## BEGIN Input data
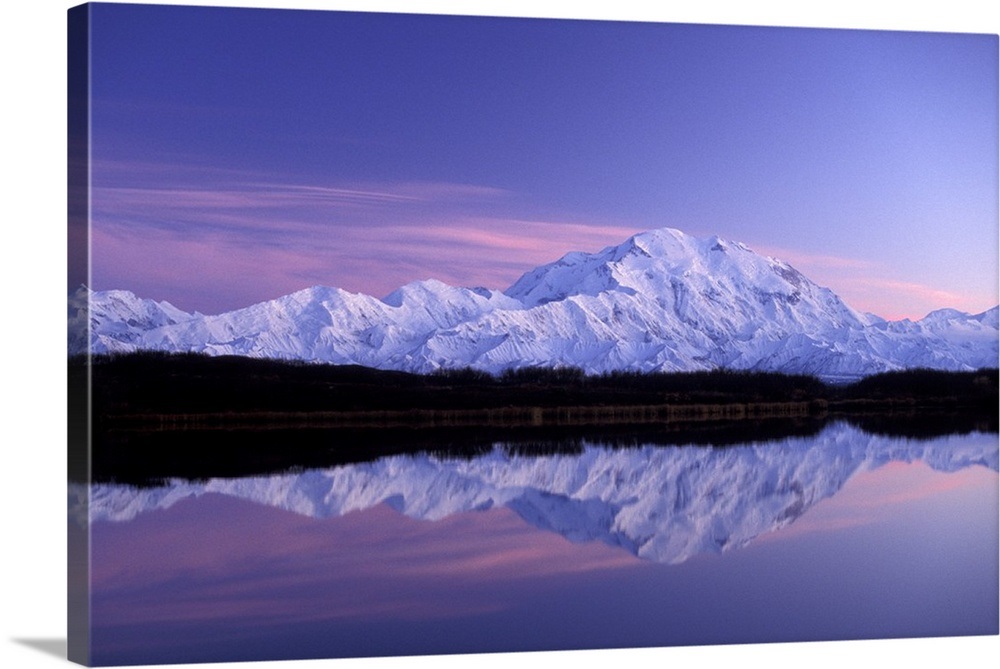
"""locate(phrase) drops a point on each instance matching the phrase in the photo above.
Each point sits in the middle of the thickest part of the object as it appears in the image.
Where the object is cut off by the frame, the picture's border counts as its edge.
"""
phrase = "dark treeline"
(161, 383)
(158, 415)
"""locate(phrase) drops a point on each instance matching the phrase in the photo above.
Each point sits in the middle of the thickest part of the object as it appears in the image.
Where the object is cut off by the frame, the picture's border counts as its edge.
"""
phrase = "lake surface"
(842, 535)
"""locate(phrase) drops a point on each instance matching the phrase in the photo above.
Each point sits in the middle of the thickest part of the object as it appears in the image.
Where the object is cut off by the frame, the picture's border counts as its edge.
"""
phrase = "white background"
(32, 332)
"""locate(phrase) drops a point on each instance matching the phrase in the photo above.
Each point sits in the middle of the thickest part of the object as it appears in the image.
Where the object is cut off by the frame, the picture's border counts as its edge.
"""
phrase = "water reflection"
(662, 504)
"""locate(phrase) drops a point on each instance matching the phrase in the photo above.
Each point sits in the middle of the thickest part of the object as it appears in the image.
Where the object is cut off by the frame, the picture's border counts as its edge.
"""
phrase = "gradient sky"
(242, 154)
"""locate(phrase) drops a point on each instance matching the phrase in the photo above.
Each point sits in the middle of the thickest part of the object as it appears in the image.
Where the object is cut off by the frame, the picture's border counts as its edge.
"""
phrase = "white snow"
(661, 300)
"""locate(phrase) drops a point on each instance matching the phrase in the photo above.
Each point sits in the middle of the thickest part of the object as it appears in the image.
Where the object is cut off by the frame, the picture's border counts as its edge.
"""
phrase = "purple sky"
(239, 155)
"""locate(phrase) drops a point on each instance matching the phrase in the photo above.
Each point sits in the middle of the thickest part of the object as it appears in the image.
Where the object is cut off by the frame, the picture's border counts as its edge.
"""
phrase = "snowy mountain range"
(661, 300)
(664, 504)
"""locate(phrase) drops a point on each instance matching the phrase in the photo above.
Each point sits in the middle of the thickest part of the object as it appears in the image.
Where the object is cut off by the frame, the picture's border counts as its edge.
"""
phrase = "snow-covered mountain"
(662, 300)
(664, 504)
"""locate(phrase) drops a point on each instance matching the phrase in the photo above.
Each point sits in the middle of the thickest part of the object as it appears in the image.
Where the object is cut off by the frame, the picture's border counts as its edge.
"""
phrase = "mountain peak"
(661, 300)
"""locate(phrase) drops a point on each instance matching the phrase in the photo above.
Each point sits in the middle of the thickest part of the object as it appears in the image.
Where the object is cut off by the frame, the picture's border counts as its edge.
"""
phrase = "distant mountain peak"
(661, 300)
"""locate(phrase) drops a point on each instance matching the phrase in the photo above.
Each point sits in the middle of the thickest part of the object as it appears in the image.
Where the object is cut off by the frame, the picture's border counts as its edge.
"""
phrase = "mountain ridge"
(659, 301)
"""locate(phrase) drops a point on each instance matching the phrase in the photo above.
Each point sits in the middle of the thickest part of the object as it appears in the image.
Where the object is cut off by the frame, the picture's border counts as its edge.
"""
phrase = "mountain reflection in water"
(663, 504)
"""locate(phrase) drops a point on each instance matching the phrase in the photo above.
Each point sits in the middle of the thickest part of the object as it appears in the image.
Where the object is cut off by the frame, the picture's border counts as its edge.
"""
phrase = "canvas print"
(405, 334)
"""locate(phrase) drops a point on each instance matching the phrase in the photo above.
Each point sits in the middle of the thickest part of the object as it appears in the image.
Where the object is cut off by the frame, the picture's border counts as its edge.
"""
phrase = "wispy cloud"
(243, 240)
(876, 287)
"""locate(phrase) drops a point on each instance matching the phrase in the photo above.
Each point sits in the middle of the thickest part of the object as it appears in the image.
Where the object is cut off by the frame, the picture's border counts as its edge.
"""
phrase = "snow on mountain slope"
(117, 320)
(661, 300)
(664, 504)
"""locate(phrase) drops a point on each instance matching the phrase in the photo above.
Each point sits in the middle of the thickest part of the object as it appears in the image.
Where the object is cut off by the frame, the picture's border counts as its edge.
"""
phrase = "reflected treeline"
(150, 457)
(661, 503)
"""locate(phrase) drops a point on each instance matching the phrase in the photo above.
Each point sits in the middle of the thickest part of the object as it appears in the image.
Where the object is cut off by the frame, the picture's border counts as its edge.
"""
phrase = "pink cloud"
(869, 287)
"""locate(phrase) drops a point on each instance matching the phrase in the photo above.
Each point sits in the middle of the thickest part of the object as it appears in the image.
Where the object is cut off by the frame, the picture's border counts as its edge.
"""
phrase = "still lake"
(839, 535)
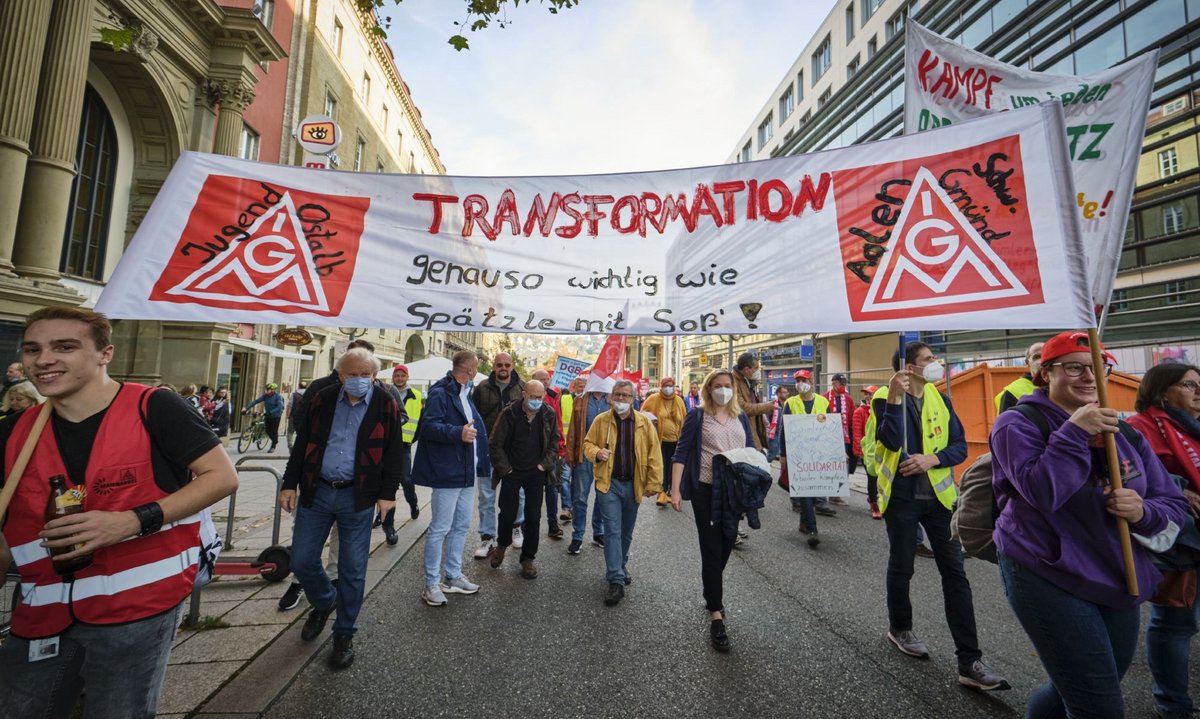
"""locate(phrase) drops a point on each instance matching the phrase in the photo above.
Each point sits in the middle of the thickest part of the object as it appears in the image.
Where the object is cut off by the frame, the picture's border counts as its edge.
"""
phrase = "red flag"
(610, 366)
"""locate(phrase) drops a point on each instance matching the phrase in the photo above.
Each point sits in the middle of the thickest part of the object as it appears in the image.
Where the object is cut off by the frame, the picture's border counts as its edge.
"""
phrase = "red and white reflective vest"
(131, 580)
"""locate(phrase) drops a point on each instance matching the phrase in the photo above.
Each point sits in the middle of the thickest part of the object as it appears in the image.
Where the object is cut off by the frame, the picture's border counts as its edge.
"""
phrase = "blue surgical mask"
(358, 387)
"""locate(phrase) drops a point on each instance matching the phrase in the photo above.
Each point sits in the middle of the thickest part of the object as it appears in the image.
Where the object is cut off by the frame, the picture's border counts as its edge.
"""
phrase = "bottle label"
(70, 498)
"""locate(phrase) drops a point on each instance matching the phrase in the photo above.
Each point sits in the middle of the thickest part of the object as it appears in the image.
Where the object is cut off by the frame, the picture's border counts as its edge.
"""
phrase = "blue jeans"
(1168, 647)
(581, 487)
(309, 534)
(121, 665)
(486, 508)
(618, 507)
(564, 484)
(1085, 647)
(449, 522)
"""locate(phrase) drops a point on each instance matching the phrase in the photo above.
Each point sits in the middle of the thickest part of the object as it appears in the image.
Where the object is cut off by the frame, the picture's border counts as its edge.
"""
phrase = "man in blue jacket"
(451, 453)
(273, 403)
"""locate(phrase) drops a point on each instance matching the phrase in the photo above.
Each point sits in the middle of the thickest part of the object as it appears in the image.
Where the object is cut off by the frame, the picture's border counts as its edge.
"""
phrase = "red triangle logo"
(936, 257)
(273, 267)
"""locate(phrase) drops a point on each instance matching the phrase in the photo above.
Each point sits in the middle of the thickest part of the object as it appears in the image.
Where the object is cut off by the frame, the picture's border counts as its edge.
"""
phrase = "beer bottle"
(64, 502)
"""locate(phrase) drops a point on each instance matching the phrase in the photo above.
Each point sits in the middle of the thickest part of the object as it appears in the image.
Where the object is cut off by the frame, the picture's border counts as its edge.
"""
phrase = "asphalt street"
(808, 631)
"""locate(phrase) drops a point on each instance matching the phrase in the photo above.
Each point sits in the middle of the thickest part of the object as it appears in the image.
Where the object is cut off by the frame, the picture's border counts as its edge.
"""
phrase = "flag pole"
(1110, 449)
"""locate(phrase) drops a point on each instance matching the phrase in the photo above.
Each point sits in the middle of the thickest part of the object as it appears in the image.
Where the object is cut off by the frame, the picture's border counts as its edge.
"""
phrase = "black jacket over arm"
(377, 453)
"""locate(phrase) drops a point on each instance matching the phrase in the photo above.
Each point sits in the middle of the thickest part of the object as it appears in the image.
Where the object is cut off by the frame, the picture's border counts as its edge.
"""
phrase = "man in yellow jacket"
(623, 448)
(667, 407)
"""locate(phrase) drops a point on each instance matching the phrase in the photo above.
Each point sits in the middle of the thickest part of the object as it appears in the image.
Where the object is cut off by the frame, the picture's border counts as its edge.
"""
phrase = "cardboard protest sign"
(970, 228)
(816, 455)
(1105, 123)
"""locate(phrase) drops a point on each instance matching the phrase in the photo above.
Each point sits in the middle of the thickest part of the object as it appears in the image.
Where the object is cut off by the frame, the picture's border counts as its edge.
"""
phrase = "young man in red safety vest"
(130, 453)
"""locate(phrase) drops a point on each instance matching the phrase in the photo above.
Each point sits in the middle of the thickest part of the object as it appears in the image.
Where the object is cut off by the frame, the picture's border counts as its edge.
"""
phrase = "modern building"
(846, 87)
(100, 97)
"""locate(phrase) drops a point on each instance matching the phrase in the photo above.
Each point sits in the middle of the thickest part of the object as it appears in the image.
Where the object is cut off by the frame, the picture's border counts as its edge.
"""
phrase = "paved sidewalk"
(238, 669)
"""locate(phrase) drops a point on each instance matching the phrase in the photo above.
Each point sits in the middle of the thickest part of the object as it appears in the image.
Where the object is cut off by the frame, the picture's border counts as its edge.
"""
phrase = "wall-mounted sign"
(293, 336)
(318, 135)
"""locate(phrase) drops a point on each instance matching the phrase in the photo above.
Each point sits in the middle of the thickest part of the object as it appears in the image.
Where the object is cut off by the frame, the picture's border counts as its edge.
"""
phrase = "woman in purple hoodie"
(1060, 557)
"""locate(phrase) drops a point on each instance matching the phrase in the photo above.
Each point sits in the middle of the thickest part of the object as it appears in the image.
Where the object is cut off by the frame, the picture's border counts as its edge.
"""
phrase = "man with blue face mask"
(347, 466)
(525, 456)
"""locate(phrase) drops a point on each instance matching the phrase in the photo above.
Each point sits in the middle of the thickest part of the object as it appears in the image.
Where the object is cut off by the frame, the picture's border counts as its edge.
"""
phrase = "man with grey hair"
(346, 465)
(623, 447)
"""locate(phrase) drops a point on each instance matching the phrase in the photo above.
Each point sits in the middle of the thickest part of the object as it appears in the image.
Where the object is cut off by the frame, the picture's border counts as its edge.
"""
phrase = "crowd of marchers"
(107, 503)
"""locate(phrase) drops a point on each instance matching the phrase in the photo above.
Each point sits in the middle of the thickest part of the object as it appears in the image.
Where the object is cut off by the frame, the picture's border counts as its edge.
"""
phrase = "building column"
(234, 96)
(51, 172)
(21, 54)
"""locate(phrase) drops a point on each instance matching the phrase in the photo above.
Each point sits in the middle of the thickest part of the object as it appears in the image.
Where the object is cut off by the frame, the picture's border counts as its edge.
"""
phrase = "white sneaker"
(432, 595)
(485, 549)
(459, 586)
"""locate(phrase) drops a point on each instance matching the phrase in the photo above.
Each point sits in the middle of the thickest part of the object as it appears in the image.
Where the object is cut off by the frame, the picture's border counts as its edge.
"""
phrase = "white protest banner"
(565, 369)
(684, 251)
(816, 455)
(1105, 121)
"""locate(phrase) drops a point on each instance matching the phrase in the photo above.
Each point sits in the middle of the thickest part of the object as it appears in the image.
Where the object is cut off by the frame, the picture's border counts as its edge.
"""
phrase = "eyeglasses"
(1077, 369)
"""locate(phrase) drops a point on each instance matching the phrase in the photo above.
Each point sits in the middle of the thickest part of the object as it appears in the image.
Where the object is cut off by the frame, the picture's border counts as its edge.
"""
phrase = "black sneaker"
(291, 598)
(979, 676)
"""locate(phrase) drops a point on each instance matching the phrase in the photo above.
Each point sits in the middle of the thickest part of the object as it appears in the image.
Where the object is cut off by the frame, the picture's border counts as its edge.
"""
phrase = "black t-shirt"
(178, 437)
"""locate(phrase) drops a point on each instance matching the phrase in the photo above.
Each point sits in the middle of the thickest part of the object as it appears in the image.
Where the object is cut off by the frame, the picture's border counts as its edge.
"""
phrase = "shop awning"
(268, 348)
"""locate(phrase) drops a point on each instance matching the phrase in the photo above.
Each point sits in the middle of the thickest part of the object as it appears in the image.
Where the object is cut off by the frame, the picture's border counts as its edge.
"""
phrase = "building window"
(1179, 103)
(895, 24)
(822, 59)
(766, 131)
(786, 105)
(337, 37)
(1168, 162)
(91, 192)
(265, 12)
(1176, 292)
(1173, 217)
(869, 7)
(249, 147)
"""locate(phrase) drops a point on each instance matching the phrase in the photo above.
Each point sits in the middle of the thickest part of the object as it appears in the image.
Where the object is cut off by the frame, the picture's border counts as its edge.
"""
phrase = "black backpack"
(975, 515)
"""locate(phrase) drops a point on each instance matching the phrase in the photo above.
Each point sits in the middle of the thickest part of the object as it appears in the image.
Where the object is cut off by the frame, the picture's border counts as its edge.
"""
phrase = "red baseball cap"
(1066, 343)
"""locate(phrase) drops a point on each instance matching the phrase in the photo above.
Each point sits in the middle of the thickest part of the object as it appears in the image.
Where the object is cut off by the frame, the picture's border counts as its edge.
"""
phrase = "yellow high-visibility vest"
(413, 409)
(935, 423)
(1018, 388)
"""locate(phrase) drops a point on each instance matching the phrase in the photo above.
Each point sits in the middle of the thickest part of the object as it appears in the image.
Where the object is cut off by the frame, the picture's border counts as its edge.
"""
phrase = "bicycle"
(255, 433)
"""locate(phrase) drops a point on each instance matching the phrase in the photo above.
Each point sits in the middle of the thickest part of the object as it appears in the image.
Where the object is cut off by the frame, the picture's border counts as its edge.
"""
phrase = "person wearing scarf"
(1167, 417)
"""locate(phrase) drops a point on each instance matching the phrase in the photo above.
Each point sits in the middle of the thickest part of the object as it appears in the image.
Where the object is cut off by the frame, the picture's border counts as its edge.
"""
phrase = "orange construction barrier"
(973, 395)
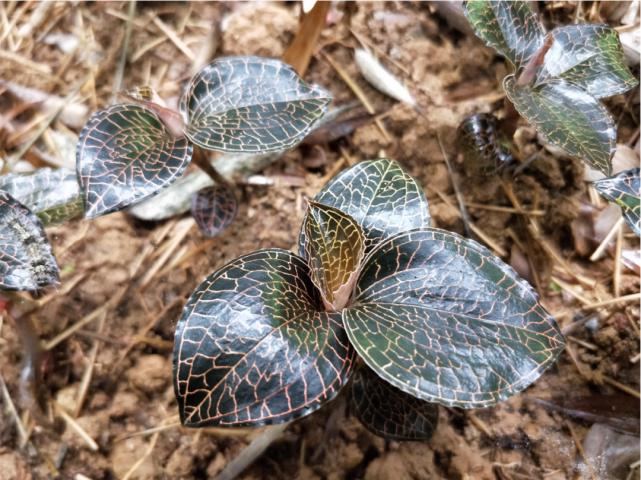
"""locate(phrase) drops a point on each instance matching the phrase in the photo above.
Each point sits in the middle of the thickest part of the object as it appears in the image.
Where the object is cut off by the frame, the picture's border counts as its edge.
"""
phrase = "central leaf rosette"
(272, 336)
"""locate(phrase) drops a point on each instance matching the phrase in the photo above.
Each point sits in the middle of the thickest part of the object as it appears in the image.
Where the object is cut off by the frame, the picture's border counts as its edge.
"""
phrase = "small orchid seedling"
(417, 315)
(559, 77)
(129, 152)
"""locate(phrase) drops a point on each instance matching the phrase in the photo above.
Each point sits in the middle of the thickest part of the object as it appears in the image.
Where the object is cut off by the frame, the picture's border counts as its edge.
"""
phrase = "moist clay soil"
(113, 374)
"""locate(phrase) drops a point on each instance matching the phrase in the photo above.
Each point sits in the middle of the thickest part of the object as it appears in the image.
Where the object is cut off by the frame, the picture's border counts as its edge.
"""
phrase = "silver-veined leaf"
(250, 104)
(567, 117)
(590, 57)
(124, 155)
(53, 195)
(26, 259)
(623, 190)
(441, 318)
(389, 412)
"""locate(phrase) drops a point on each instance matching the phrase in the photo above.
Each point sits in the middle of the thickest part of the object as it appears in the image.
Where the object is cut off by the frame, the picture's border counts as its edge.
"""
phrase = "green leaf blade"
(390, 413)
(567, 117)
(623, 190)
(53, 195)
(214, 209)
(253, 348)
(335, 246)
(380, 196)
(509, 27)
(441, 318)
(26, 258)
(124, 155)
(590, 57)
(250, 104)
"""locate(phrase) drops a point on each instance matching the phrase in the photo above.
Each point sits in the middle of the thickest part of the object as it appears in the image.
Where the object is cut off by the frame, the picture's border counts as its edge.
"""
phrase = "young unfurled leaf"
(509, 27)
(214, 208)
(589, 57)
(53, 195)
(26, 259)
(125, 154)
(441, 318)
(484, 152)
(623, 190)
(390, 413)
(334, 247)
(567, 117)
(250, 104)
(380, 196)
(253, 346)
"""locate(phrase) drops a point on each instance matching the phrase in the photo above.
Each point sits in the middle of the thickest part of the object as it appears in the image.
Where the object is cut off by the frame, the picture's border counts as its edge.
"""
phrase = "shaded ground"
(129, 352)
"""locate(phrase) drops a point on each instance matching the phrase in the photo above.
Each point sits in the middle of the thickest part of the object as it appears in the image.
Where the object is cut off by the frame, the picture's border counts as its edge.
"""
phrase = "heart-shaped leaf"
(590, 57)
(53, 195)
(509, 27)
(253, 348)
(380, 196)
(214, 208)
(26, 259)
(567, 117)
(623, 190)
(335, 246)
(126, 154)
(250, 104)
(484, 151)
(441, 318)
(390, 413)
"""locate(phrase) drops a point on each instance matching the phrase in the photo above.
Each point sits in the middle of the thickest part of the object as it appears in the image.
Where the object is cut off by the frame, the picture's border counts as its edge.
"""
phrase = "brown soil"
(130, 389)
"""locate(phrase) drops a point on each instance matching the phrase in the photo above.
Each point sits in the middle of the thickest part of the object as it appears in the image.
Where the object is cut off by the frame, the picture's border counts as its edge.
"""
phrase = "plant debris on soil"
(108, 328)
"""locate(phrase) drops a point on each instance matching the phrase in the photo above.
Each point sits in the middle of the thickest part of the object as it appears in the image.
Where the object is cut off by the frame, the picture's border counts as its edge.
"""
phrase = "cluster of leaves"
(435, 317)
(129, 152)
(559, 76)
(623, 190)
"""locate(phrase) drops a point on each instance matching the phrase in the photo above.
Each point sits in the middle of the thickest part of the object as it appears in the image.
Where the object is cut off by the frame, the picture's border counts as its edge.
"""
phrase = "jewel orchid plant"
(434, 318)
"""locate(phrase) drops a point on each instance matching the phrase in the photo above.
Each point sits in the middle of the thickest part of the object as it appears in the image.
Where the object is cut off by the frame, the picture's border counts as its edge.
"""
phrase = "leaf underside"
(482, 148)
(250, 104)
(590, 57)
(53, 195)
(442, 319)
(623, 190)
(567, 117)
(124, 155)
(388, 412)
(509, 27)
(26, 259)
(214, 209)
(335, 246)
(253, 348)
(380, 196)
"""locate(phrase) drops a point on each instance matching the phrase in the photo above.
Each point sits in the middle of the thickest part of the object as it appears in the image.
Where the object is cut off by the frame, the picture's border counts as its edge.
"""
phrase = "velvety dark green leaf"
(388, 412)
(590, 57)
(483, 149)
(380, 196)
(623, 189)
(53, 195)
(250, 104)
(509, 27)
(441, 318)
(26, 259)
(126, 154)
(567, 117)
(335, 246)
(214, 209)
(253, 346)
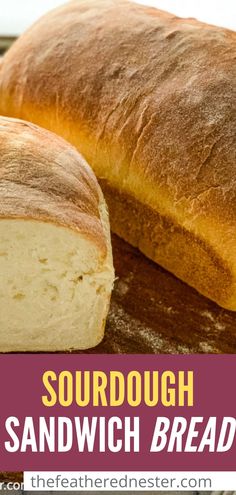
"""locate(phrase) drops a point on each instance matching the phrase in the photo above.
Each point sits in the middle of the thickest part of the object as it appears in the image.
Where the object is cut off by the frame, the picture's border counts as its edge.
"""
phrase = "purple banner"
(117, 412)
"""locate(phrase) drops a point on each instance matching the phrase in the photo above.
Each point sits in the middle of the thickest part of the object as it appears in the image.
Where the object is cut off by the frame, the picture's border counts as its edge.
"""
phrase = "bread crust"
(43, 178)
(150, 100)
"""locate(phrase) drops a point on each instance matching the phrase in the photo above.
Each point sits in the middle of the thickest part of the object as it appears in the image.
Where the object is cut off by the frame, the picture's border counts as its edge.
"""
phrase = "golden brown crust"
(169, 244)
(44, 178)
(150, 100)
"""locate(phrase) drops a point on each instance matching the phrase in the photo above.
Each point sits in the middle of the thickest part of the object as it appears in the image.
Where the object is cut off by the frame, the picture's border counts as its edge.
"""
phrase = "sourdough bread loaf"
(56, 271)
(150, 101)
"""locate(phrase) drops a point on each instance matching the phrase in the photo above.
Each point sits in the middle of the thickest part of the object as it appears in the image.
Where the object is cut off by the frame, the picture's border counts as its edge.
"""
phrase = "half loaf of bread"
(150, 101)
(56, 271)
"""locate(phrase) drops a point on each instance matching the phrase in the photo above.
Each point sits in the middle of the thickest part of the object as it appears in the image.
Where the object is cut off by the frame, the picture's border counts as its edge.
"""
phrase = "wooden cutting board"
(154, 312)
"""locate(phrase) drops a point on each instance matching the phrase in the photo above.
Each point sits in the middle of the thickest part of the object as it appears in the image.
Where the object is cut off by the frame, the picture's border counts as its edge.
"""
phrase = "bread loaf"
(56, 270)
(150, 101)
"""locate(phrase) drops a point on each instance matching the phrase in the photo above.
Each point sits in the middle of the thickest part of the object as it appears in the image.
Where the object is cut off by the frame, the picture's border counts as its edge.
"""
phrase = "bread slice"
(56, 271)
(150, 101)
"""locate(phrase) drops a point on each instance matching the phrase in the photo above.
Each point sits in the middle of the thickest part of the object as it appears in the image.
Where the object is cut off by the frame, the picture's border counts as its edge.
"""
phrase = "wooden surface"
(154, 312)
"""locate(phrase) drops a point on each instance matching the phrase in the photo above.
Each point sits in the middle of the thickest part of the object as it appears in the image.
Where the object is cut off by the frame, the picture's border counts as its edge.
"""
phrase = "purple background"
(21, 390)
## END Input data
What is required: How many lines in the records contain the word "wooden"? Treat case as significant and reply with the number only.

Solution below: 2